Task requirements »
Transcribe the following records in full, exactly as shown.

Exercise data »
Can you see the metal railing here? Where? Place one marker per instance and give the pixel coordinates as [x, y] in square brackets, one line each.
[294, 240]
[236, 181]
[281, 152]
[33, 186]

Completed task »
Can you see the metal railing here? Where? Place one marker per instance and give the pixel coordinates as [x, y] in square brackets, one line each.
[294, 240]
[236, 181]
[281, 152]
[33, 186]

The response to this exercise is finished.